WORK TO BE COMPLETED
What is needed is an exact repeat of the lines from the one holding "Query: wooden lattice frame" through the final line of the data, with no pictures.
■ ■ ■ ■ ■
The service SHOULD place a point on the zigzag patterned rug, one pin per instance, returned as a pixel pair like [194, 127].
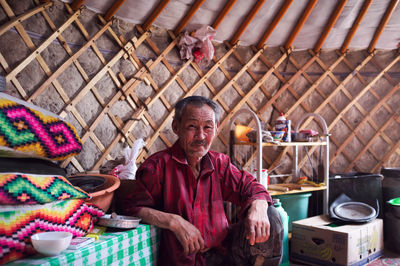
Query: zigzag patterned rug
[25, 129]
[18, 188]
[16, 226]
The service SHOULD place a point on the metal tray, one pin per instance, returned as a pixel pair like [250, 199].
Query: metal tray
[119, 221]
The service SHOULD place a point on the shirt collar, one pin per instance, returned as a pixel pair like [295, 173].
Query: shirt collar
[178, 154]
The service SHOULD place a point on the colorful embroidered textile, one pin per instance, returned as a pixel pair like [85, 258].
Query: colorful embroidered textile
[18, 188]
[29, 129]
[18, 225]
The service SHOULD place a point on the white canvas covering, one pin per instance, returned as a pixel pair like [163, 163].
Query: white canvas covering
[136, 11]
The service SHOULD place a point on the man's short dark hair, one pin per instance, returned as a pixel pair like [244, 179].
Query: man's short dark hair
[196, 101]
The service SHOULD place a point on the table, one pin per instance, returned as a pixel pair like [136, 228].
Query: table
[138, 246]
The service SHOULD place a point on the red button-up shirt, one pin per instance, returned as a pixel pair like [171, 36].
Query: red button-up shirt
[165, 182]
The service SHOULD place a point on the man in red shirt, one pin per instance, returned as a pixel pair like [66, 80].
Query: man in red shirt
[183, 189]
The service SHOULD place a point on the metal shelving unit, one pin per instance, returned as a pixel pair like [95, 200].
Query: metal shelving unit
[259, 146]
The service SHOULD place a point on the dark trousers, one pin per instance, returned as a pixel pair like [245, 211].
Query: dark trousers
[239, 252]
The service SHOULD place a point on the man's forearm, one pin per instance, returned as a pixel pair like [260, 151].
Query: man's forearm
[156, 217]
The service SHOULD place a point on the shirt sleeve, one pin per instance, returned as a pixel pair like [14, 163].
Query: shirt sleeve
[146, 191]
[240, 187]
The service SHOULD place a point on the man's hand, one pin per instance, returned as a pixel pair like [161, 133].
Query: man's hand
[188, 235]
[257, 222]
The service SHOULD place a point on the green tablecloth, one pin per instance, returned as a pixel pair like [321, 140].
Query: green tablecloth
[132, 247]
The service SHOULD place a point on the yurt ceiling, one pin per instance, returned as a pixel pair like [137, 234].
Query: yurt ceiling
[303, 24]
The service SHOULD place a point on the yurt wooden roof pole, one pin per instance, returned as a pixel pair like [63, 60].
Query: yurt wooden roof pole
[247, 21]
[5, 27]
[382, 24]
[77, 4]
[329, 26]
[355, 26]
[154, 15]
[307, 11]
[274, 22]
[188, 16]
[113, 9]
[223, 13]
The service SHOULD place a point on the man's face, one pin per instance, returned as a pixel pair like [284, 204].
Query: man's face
[196, 131]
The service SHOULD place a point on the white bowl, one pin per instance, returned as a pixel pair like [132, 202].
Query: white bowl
[51, 243]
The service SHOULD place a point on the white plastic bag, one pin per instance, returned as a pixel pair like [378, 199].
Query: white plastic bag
[205, 34]
[198, 45]
[128, 170]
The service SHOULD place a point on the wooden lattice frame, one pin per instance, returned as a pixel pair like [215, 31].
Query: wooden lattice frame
[126, 88]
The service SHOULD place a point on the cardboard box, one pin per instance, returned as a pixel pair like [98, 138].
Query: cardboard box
[319, 241]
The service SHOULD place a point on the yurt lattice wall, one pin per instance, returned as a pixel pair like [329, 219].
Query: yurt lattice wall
[117, 82]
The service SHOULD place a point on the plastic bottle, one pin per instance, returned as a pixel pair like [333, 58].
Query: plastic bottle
[280, 122]
[285, 222]
[288, 131]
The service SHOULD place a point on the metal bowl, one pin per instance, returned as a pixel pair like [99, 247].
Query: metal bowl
[119, 221]
[355, 211]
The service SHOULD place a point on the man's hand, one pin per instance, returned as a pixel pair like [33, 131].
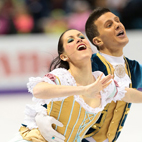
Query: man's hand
[44, 124]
■ ■ ■ ■ ■
OUTPUT BELOW
Query: wooden lattice frame
[126, 88]
The service SHOULD place a point on the cardboard box, one pin per instance, returned as a pixel pair like [98, 138].
Query: cardboard box
[319, 241]
The service SHOULD place a point on the yurt lattice wall, one pin per instance, returned as a pixel pair like [329, 219].
Query: yurt lattice wall
[117, 82]
The service SHOULD place a point on the plastic bottle, one pin per instance, returned as a pixel pair like [333, 58].
Query: plastic bottle
[280, 122]
[285, 222]
[288, 131]
The service SHOULD place a point on the metal bowl, one pin per instance, returned as a pixel pair like [99, 247].
Query: metal bowl
[119, 221]
[355, 211]
The service SHOULD place a point on the man's hand, one pin per instance, returned as a pixel pair like [33, 131].
Query: man's hand
[44, 124]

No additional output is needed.